>>>

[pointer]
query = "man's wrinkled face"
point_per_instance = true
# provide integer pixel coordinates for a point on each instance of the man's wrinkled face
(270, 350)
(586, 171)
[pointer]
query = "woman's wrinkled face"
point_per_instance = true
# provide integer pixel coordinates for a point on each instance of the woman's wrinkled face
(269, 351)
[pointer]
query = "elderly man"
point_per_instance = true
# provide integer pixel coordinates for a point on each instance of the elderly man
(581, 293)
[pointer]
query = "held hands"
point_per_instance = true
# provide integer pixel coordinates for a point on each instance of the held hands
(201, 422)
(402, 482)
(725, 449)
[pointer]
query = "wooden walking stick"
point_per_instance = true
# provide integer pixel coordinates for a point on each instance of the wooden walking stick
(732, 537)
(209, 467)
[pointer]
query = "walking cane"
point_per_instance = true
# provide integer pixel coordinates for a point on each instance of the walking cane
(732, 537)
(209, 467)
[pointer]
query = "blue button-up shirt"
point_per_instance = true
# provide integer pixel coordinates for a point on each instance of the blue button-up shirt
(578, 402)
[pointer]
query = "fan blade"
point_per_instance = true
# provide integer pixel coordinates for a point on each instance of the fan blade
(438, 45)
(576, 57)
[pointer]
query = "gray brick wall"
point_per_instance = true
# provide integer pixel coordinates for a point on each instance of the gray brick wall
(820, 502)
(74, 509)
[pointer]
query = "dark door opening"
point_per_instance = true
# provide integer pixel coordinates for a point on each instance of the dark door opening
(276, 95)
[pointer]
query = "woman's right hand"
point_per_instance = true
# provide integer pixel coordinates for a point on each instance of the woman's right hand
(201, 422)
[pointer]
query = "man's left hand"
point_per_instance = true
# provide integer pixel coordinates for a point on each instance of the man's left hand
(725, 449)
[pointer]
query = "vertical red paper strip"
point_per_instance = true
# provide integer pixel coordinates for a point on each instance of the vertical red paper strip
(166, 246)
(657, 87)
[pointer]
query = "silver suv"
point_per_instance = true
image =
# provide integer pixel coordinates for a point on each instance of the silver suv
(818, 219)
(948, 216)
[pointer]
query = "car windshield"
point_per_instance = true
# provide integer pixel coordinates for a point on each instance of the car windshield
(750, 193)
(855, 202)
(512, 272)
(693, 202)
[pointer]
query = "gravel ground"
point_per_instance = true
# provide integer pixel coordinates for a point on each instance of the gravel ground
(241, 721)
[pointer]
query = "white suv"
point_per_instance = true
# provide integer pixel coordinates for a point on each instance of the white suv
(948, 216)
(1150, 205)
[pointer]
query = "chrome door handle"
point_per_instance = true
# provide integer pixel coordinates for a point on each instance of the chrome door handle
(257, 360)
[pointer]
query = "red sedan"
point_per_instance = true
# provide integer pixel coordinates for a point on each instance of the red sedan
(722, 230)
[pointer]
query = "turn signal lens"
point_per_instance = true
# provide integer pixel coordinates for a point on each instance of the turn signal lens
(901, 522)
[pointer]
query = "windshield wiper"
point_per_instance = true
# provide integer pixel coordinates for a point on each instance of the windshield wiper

<<<

▶ TASK REQUIREMENTS:
Those lines from the one with "the gravel ground" through the last line of the material above are to be retyped exactly, with nothing else.

▶ FINISHED EXERCISE:
# provide integer pixel coordinates for a point on each instance of the gravel ground
(241, 721)
[pointer]
query = "white suv"
point_per_instance = true
# provide integer pixel coordinates for a point on each instance of the white suv
(948, 216)
(1150, 205)
[pointer]
query = "chrome door handle"
point_per_instance = true
# provide integer pixel coordinates for a point on each instance of the chrome door handle
(257, 360)
[pointer]
query = "red sedan"
point_per_instance = true
# provide integer pixel coordinates for a point on each instance of the red sedan
(722, 230)
[pointer]
query = "turn signal lens"
point_per_instance = true
# provide integer pixel coordinates for a point on each instance of the turn signal lens
(901, 522)
[pointer]
query = "windshield wiper"
point_per_instance = true
# provide integer pixel coordinates for a point on each instance of the windshield wiper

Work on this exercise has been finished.